Print, from the listing below, the lines starting at the line containing "The function MUST return, for every instance of the white dress" and ending at the line containing "The function MUST return, for every instance of the blonde", exactly as they stand, and print nothing else.

»»

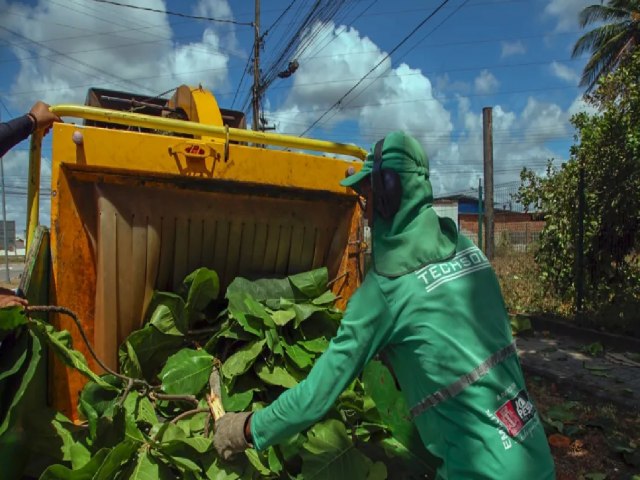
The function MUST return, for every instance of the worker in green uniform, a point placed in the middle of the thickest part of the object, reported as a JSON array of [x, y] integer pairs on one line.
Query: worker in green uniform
[[431, 303]]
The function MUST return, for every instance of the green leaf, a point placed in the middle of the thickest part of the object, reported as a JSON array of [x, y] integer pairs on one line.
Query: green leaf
[[241, 361], [236, 402], [87, 472], [329, 454], [73, 438], [299, 356], [256, 462], [11, 318], [140, 408], [392, 406], [186, 372], [17, 383], [595, 476], [262, 290], [216, 469], [168, 313], [149, 468], [378, 471], [282, 317], [60, 343], [316, 345], [312, 284], [186, 446], [276, 375], [95, 401], [203, 287], [116, 460], [152, 348], [13, 354]]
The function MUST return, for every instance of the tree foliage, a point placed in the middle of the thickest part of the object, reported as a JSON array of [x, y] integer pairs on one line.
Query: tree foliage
[[607, 148], [612, 41]]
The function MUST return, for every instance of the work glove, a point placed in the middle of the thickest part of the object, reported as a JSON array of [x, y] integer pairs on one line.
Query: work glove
[[229, 437]]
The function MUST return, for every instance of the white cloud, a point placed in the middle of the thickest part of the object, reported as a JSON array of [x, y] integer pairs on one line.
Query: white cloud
[[486, 82], [402, 98], [64, 48], [512, 48], [565, 13], [565, 73]]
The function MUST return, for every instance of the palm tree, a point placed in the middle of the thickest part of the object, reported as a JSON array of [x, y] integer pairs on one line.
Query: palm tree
[[609, 43]]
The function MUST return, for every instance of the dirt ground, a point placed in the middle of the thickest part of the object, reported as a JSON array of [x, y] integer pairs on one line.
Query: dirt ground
[[589, 439]]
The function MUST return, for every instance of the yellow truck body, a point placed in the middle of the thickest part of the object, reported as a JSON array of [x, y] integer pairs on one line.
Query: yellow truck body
[[139, 201]]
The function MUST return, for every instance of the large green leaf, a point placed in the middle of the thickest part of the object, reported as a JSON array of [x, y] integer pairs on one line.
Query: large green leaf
[[116, 460], [14, 351], [12, 317], [95, 401], [217, 469], [87, 472], [147, 467], [152, 348], [202, 287], [186, 372], [238, 311], [329, 453], [140, 408], [282, 317], [13, 388], [241, 361], [168, 313], [74, 448], [276, 375], [263, 289], [299, 356], [60, 343], [390, 402], [312, 284]]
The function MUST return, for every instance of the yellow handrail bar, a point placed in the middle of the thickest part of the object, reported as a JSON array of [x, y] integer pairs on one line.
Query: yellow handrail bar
[[182, 126], [167, 124]]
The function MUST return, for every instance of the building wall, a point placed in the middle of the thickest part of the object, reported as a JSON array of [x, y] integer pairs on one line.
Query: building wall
[[513, 229]]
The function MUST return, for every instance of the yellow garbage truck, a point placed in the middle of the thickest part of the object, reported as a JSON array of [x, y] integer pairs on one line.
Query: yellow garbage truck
[[145, 190]]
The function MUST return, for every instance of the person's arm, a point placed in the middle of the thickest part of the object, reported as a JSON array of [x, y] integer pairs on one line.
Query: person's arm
[[14, 131], [365, 329]]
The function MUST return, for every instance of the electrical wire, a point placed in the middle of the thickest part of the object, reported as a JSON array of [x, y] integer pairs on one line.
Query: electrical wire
[[176, 14], [339, 102]]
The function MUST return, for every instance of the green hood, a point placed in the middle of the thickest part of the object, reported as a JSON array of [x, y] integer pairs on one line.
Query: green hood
[[415, 236]]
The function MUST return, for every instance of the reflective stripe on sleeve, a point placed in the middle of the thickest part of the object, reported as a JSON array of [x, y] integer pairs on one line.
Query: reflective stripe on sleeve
[[464, 381]]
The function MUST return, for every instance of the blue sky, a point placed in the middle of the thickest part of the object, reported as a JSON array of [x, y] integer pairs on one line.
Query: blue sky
[[512, 55]]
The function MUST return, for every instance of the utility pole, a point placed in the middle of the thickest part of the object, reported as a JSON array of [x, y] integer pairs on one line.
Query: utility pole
[[257, 93], [4, 222], [487, 136]]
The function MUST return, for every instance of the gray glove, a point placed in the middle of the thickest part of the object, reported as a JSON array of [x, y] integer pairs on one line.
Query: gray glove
[[229, 437]]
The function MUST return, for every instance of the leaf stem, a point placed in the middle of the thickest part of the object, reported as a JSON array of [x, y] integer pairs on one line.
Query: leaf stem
[[189, 413]]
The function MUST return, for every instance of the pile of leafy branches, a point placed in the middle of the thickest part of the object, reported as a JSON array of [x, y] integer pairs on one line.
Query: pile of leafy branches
[[153, 418]]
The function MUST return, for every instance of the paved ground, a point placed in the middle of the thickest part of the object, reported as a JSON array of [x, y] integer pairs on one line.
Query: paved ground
[[567, 357]]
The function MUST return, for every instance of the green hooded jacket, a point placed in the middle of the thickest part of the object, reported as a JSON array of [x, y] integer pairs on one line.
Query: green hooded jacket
[[432, 305]]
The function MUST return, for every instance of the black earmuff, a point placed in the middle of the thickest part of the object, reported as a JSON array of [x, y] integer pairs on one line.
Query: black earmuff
[[386, 185]]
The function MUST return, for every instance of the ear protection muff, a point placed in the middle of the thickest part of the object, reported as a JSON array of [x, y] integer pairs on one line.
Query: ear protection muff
[[386, 186]]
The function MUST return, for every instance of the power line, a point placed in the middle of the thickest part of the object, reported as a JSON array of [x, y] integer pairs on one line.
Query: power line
[[104, 72], [336, 104], [176, 14]]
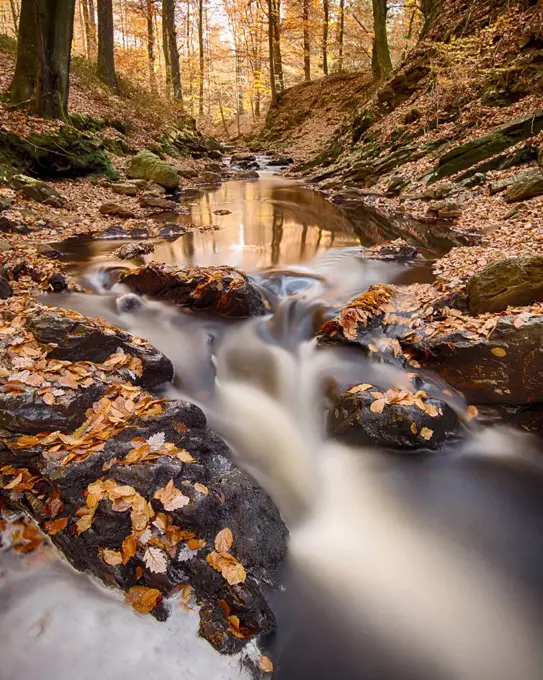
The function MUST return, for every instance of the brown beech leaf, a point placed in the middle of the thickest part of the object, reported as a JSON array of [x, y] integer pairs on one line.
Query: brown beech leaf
[[377, 406], [112, 557], [227, 565], [224, 540], [170, 497], [426, 433], [143, 599], [265, 664], [155, 560], [56, 525]]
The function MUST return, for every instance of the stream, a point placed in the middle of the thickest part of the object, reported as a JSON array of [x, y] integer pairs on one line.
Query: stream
[[412, 567]]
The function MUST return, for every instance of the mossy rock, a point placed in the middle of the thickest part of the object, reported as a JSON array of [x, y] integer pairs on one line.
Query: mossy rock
[[66, 153], [515, 281], [147, 165]]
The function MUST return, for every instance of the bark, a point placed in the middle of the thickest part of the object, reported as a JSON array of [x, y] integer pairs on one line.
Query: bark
[[106, 53], [307, 44], [341, 33], [173, 53], [325, 26], [273, 84], [277, 44], [381, 63], [41, 76], [201, 55], [151, 43]]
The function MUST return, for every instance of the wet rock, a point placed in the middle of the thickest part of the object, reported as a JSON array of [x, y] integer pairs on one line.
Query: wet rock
[[137, 537], [397, 250], [147, 165], [504, 368], [515, 281], [151, 200], [129, 251], [221, 290], [210, 177], [39, 191], [77, 338], [525, 188], [127, 189], [406, 420], [116, 209]]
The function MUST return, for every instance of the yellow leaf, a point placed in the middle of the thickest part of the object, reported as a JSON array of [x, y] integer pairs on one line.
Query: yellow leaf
[[265, 664], [426, 433], [112, 557], [224, 540], [228, 566], [377, 406], [143, 599]]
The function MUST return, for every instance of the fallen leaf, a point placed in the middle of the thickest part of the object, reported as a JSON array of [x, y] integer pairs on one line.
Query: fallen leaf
[[56, 525], [112, 557], [426, 433], [265, 664], [377, 406], [224, 540], [155, 560], [143, 599]]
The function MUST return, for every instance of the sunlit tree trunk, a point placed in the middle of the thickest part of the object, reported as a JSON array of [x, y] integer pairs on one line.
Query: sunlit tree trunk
[[106, 48], [271, 55], [151, 43], [380, 63], [307, 44], [340, 34], [175, 70], [201, 56], [325, 26], [41, 76], [277, 44]]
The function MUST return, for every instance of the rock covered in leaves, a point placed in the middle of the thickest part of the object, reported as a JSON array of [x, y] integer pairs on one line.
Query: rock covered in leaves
[[221, 290], [395, 419], [144, 496], [147, 165], [511, 282]]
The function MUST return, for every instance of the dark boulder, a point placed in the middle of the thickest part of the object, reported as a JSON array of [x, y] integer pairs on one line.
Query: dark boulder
[[395, 419], [78, 338], [513, 282], [221, 290]]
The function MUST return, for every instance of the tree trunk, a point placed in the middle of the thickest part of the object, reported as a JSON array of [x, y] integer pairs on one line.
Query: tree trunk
[[106, 53], [15, 15], [307, 44], [201, 56], [169, 18], [273, 84], [277, 44], [380, 62], [325, 24], [151, 42], [341, 33], [43, 57]]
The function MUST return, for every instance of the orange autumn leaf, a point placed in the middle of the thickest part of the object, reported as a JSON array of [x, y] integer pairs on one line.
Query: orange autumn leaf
[[224, 540], [56, 526], [143, 599]]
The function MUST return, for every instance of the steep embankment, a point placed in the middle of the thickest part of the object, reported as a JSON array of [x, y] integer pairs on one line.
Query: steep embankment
[[448, 133]]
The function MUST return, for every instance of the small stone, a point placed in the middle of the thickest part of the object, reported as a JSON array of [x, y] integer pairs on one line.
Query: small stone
[[116, 209]]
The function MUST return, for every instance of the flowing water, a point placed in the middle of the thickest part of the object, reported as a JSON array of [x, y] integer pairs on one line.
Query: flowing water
[[407, 567]]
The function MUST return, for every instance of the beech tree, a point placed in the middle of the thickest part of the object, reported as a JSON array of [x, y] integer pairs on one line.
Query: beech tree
[[106, 51], [380, 63], [42, 71]]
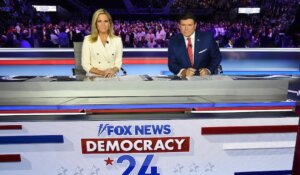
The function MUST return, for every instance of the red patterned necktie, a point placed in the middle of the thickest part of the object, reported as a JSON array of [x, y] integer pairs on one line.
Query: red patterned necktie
[[190, 50]]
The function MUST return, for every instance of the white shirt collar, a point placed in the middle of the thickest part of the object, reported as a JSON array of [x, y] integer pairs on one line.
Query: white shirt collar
[[192, 36]]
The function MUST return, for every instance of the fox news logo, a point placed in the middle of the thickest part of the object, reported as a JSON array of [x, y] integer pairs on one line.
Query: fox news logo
[[133, 129]]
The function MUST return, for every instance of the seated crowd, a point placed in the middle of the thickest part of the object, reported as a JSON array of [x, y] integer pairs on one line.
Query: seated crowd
[[269, 29]]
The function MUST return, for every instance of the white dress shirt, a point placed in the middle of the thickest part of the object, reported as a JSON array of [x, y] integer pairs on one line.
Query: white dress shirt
[[102, 56], [186, 44]]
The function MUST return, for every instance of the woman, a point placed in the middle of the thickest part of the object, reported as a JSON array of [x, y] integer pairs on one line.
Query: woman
[[102, 50]]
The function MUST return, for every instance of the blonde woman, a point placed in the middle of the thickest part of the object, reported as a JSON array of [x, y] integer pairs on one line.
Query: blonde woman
[[101, 50]]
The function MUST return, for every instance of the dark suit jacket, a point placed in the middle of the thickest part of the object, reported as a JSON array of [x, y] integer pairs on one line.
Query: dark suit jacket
[[206, 53]]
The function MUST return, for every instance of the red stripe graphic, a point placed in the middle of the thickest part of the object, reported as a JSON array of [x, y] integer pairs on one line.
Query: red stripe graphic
[[139, 111], [10, 127], [248, 129], [245, 108], [296, 164], [40, 111], [71, 61], [10, 158]]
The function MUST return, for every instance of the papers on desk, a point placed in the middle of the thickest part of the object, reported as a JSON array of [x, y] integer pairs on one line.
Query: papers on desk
[[131, 78], [209, 77]]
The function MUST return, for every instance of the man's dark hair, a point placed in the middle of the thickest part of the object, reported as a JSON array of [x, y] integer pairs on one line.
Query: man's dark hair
[[187, 15]]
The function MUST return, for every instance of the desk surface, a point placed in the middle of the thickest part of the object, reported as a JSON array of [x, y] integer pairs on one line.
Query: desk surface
[[140, 90]]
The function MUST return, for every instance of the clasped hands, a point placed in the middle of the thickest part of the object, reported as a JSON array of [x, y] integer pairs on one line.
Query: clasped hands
[[191, 72], [107, 73]]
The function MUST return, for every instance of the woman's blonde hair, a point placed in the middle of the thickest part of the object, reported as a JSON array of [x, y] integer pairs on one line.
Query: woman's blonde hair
[[94, 32]]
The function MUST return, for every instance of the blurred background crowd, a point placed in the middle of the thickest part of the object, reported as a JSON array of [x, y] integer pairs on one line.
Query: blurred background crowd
[[150, 23]]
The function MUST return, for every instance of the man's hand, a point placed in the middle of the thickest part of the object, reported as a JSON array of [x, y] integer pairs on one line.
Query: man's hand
[[111, 72], [204, 72], [188, 72]]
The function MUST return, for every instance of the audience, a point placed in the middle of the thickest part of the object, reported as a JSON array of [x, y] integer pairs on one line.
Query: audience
[[268, 29]]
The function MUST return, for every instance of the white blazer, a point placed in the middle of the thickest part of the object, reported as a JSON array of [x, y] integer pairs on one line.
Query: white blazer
[[102, 57]]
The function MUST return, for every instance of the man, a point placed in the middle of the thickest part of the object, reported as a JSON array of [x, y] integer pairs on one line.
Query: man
[[191, 52]]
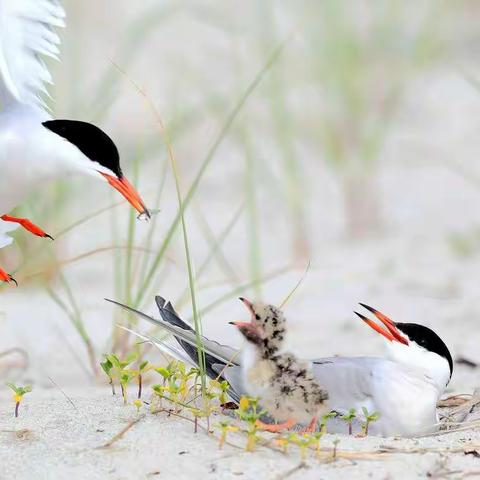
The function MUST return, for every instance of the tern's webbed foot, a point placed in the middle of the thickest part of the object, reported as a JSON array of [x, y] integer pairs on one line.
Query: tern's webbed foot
[[27, 225], [6, 277]]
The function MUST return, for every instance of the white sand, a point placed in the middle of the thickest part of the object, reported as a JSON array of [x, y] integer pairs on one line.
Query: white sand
[[54, 439]]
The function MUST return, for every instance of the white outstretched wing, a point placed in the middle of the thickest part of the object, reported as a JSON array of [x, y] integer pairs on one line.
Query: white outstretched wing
[[6, 227], [26, 34]]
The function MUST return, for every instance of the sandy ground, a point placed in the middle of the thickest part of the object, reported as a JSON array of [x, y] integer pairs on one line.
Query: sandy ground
[[60, 437]]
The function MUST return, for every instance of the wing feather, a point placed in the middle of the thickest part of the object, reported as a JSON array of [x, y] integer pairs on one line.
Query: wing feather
[[27, 32]]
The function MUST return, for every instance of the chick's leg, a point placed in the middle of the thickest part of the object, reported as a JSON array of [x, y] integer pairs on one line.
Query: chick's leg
[[275, 428]]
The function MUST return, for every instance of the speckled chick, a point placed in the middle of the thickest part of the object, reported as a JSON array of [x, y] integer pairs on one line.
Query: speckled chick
[[285, 385]]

««

• [Response to this exercise]
The function MUST return, for every instance of the white dress shirt, a point placed in the middle of the thickest part of the object, reported as a JSON array of [x, y] integer pairs on one line.
Query: white dress shirt
[[102, 56], [186, 44]]
The function MUST return, for every instance of the woman, a point placed in the middle of the thickest part of the object, reported as a JSON array of [x, y] integer pairs on one line.
Query: woman
[[102, 50]]
The function MUST return, for every instance of the blonde woman, a point placed in the middle of the thickest part of the object, reported as a JSON array of [x, y] integer pairs on one line.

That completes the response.